_Task goal:_
Return all lines from the entries below in which the word "shadow" is present.

--- START ---

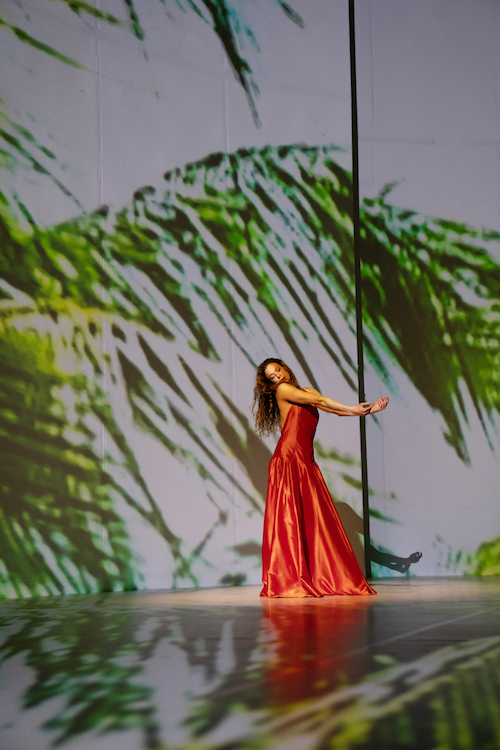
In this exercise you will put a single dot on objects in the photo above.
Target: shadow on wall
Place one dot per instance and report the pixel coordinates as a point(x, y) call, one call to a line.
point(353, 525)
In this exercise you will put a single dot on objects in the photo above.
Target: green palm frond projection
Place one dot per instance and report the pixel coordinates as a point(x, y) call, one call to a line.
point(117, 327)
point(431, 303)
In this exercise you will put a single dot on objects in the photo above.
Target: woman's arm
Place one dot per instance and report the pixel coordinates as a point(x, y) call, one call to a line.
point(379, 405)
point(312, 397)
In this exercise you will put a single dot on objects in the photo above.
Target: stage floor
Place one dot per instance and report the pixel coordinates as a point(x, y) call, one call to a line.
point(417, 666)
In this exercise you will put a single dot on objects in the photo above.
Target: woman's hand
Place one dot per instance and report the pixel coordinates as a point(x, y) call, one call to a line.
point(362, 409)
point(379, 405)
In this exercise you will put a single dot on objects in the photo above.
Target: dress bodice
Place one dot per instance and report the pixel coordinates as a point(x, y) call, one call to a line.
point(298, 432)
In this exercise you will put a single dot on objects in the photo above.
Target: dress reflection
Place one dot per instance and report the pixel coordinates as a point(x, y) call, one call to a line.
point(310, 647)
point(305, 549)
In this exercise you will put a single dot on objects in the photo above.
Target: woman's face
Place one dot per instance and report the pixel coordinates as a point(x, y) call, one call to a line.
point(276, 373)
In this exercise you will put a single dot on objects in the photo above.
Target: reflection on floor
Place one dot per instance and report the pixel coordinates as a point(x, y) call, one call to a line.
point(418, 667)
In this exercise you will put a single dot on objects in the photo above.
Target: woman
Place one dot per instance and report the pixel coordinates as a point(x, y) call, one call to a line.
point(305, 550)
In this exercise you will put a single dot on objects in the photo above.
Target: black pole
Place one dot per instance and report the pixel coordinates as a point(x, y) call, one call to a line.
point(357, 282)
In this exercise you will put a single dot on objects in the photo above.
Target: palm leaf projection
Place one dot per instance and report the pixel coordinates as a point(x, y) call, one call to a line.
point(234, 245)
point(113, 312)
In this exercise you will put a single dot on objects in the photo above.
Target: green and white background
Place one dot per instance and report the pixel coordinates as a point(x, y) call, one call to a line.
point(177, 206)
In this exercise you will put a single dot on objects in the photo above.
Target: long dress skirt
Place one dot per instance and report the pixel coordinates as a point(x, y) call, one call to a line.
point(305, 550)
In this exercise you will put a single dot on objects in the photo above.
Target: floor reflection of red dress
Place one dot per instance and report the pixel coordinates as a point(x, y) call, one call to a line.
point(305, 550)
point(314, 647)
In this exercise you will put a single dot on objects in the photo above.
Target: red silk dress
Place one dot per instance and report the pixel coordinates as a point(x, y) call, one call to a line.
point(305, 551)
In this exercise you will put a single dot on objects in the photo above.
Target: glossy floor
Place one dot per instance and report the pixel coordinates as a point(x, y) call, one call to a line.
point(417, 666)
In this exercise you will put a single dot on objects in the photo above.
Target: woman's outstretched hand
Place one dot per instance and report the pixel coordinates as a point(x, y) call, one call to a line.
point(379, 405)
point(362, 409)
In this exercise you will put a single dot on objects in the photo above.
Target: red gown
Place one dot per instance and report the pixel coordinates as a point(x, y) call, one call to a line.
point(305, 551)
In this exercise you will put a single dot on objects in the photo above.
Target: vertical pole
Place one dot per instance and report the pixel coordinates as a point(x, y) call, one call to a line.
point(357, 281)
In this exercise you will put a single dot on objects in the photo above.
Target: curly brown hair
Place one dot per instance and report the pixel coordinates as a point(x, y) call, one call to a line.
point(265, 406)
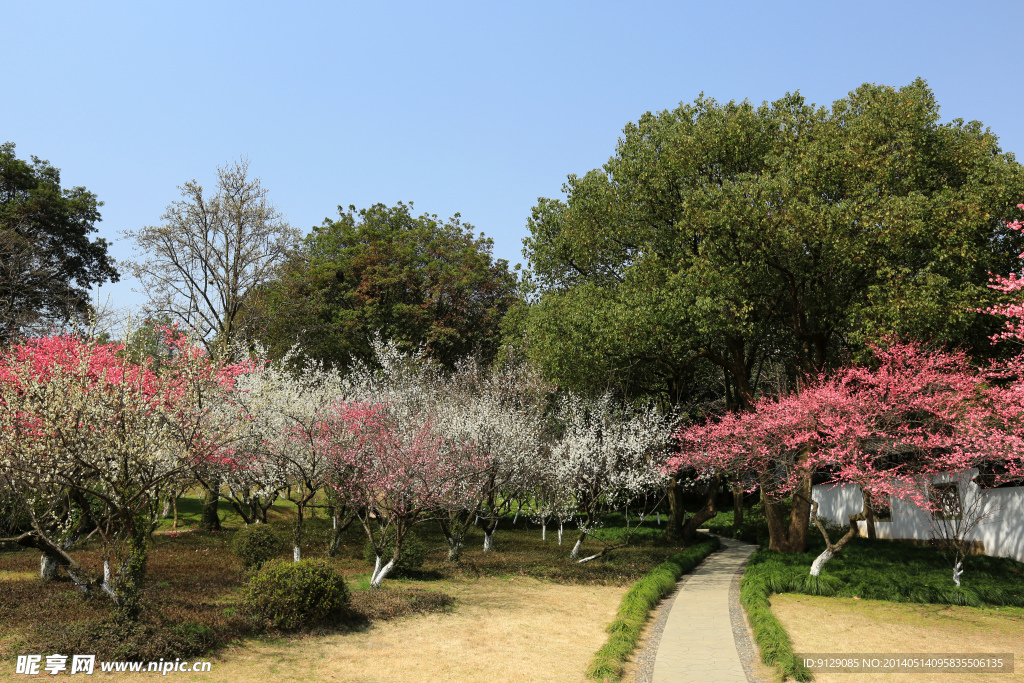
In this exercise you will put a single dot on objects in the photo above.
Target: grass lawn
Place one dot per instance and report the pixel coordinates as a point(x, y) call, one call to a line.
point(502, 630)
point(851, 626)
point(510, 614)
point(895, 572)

--- END ---
--- START ---

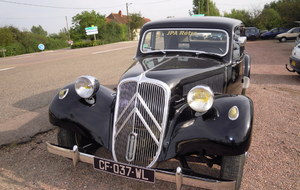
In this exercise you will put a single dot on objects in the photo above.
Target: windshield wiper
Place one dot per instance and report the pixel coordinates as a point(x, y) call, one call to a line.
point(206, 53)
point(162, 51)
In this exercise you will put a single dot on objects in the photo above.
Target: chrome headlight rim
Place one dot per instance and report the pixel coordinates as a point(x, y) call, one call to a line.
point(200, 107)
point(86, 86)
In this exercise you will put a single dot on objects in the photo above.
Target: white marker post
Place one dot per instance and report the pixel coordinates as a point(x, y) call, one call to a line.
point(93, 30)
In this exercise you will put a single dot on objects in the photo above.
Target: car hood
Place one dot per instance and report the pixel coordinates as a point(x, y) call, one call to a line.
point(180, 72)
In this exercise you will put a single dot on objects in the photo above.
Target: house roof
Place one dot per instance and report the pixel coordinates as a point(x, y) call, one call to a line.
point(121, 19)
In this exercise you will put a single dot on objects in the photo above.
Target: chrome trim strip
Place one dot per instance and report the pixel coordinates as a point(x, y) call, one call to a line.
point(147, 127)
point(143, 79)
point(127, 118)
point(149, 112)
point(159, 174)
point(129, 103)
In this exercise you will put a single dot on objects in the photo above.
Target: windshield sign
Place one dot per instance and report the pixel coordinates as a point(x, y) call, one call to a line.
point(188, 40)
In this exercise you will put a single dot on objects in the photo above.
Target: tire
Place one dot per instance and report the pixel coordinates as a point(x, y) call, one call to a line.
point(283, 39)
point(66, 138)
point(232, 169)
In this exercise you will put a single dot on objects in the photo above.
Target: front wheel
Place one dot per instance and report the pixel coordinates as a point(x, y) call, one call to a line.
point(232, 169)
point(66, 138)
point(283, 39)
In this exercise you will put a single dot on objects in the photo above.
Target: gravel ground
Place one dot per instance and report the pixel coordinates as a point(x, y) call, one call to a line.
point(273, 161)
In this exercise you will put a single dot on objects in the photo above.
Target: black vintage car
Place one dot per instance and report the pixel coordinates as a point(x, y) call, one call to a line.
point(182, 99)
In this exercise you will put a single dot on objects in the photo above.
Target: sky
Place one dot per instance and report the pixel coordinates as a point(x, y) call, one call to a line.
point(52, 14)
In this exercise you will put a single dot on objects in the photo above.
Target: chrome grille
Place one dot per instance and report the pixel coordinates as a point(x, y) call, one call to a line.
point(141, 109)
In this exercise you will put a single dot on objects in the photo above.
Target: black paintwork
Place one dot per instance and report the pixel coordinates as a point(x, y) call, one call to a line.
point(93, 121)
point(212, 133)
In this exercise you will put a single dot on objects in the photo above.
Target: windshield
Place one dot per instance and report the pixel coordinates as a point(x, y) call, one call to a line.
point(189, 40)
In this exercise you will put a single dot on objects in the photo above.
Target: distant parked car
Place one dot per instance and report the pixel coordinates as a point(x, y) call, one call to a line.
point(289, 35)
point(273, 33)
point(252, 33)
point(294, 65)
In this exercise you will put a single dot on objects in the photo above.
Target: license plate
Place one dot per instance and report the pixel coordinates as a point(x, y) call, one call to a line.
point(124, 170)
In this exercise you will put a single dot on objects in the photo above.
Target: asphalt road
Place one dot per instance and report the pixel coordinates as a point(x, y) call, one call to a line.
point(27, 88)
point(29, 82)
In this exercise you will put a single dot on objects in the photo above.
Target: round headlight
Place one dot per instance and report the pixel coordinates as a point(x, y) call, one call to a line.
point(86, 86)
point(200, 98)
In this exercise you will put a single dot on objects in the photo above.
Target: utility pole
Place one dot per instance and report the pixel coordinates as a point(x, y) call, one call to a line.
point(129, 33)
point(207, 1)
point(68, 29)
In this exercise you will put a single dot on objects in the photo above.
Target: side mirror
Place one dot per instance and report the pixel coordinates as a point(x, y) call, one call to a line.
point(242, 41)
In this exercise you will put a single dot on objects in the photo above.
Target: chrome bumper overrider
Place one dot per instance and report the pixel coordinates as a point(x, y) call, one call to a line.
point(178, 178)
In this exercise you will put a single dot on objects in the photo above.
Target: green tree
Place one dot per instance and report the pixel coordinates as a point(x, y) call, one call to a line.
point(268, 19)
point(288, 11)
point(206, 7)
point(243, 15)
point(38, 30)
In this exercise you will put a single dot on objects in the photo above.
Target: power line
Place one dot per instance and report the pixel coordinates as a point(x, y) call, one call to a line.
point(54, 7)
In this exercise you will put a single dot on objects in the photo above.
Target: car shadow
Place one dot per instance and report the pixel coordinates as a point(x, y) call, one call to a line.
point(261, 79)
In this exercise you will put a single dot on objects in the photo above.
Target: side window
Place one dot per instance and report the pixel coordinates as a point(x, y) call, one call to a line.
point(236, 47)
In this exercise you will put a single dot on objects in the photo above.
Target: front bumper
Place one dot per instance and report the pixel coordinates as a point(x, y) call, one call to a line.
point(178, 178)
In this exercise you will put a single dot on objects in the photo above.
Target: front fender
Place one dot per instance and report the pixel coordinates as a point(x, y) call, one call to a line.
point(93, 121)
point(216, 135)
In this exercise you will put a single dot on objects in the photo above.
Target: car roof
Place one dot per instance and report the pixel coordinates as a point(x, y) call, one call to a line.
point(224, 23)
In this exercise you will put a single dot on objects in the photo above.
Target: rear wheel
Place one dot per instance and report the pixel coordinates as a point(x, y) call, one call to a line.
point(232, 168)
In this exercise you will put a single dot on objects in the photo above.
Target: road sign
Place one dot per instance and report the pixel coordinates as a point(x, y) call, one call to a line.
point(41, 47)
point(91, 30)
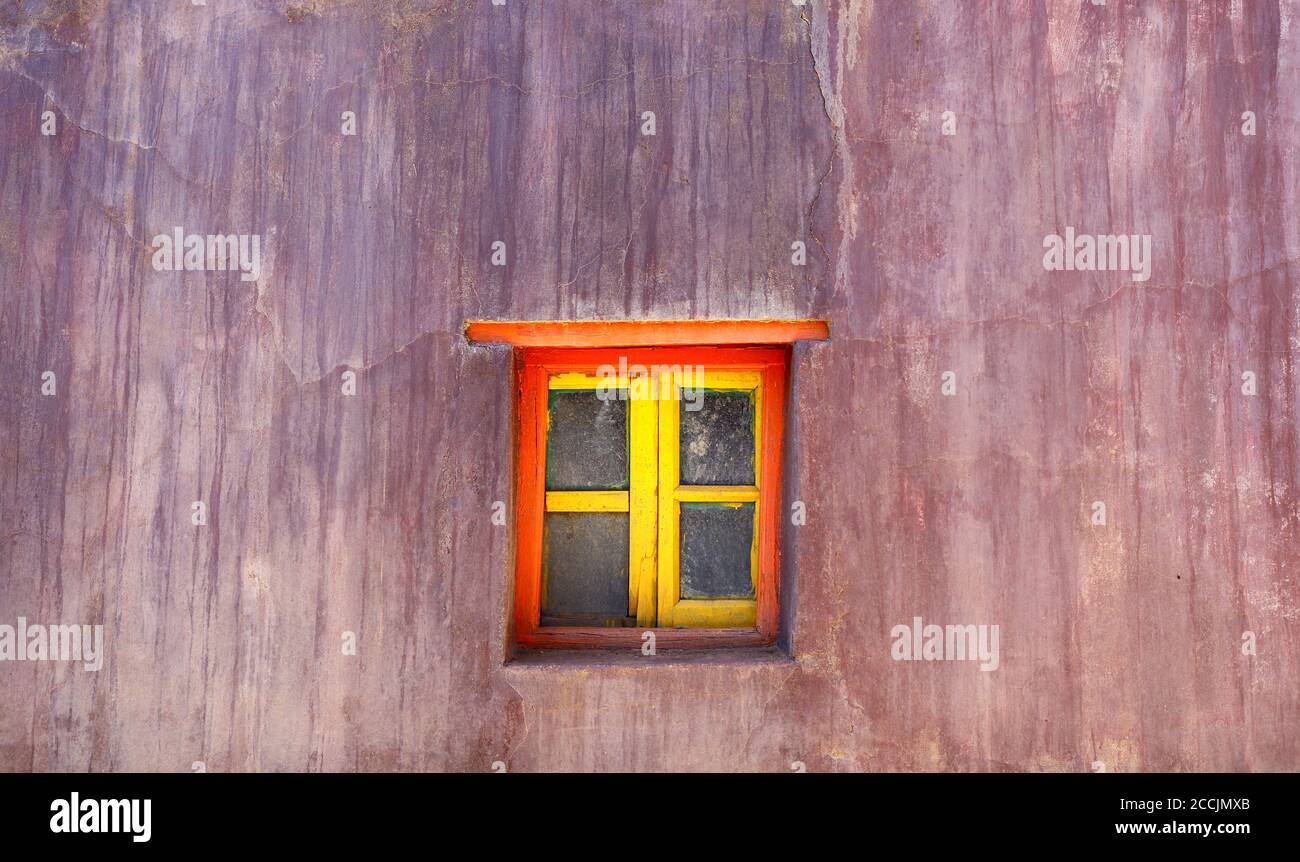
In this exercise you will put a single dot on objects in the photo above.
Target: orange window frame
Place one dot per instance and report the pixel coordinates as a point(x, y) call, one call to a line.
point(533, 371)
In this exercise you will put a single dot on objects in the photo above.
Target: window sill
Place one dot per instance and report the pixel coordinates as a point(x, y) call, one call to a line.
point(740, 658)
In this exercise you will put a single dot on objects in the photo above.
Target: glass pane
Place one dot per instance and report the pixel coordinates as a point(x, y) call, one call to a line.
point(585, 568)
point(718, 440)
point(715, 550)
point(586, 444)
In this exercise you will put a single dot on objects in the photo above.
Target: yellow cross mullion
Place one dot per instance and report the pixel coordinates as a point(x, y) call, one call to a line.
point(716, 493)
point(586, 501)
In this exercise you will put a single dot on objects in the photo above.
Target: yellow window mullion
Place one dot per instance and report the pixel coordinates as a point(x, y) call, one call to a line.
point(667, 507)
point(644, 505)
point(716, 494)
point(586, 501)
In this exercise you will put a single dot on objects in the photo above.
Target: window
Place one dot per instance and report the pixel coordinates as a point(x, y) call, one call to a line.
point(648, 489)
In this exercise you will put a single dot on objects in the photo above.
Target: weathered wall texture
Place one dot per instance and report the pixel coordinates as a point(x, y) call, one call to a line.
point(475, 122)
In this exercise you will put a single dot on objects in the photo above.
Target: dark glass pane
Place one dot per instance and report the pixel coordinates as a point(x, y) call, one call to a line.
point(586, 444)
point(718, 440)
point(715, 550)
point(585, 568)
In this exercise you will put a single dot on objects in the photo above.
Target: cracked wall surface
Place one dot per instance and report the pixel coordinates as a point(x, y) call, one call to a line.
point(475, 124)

--- END ---

_Expected answer:_
Target: shadow on wall
Target: car shadow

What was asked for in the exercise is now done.